● **Text**:
= = = = = = =
GREYON GREENE
“Belong To It" C37
(Lily Tapes & Discs)



Greyon Greene synthesizers up a serene, ever-enveloping fog of neon warmth… and then sporadically sprinkles in some housey beats all nice & low enough in the mix to render the expansive ambiance as somehow relaaaaaxed, but also kinda peppy, both somber and yet productive. Great reading/study soundtrack or a power-nap companion!

and/or

—Jacob An Kittenplan

ROYALLEN
“Cassette Tape" C20
(Permanent Nostalgia)



To deeply listen to the super-sentient recording artist, Royallen, is to wonder whether or not their very name is a cascading, seven-fold portmanteau of the words “Roy”, “Royal”, “Oya”, “Y'all”, “Al”, “All”, and “Allen”;  the only constant of their work being the aesthetic of an over-whelming bombardment of seemingly unrelated plundered/chopped/screwed soundbites and dissociated sonic sentiments melded into one sharp, cacophonous blitzkrieg. The tape may only be 20 minutes, but you’ll have felt like you’ve listened to well over an hour’s worth of emotionally charged transmissions and ubiquitous beatscapes at the same time. This must be what omniscience and/or schizophrenia might sounds like to some deities. Listen with caution!
= = = = = = =
● **Excerpted records**:
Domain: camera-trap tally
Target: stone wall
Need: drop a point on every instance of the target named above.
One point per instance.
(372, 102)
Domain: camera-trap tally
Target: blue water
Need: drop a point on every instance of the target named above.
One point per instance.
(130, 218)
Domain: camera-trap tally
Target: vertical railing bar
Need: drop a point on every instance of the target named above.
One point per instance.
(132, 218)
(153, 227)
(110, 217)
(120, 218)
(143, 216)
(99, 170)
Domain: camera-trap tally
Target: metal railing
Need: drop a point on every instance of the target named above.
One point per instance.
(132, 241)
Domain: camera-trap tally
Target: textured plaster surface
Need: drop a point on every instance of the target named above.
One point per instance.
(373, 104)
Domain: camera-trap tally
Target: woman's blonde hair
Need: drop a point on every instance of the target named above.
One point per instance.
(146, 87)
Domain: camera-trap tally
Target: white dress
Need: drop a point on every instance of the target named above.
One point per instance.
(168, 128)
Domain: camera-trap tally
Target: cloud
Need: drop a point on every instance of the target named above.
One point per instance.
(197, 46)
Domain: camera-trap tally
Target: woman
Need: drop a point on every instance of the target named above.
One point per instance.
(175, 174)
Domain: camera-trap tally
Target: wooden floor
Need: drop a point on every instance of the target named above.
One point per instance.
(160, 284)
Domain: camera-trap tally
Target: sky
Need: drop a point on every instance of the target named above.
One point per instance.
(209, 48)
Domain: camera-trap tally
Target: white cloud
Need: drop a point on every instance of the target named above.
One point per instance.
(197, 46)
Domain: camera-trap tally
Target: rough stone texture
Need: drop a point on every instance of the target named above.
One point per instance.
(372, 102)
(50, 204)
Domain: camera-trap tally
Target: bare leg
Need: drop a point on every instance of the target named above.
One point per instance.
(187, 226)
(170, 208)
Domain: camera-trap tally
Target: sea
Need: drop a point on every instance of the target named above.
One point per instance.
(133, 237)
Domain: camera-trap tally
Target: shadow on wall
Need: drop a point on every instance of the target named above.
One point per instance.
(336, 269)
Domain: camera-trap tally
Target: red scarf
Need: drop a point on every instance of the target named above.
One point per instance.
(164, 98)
= = = = = = =
● **Questions to answer**:
**1)** Using the tape reviews above, say whether each statement agrees with them. Give yes or no and quote the words that decide it.
(a) Royallen's tape is 20 minutes long.
(b) Greyon Greene's "Belong To It" came out on Permanent Nostalgia.
(c) The Greyon Greene review recommends the tape as a soundtrack for reading or study.
**2)** In the tape reviews, which label released Royallen's "Cassette Tape"?

● **Expected responses**:
**1)**
(a) Yes: "The tape may only be 20 minutes"
(b) No: "(Lily Tapes & Discs)"
(c) Yes: "Great reading/study soundtrack or a power-nap companion!"

**2)** Permanent Nostalgia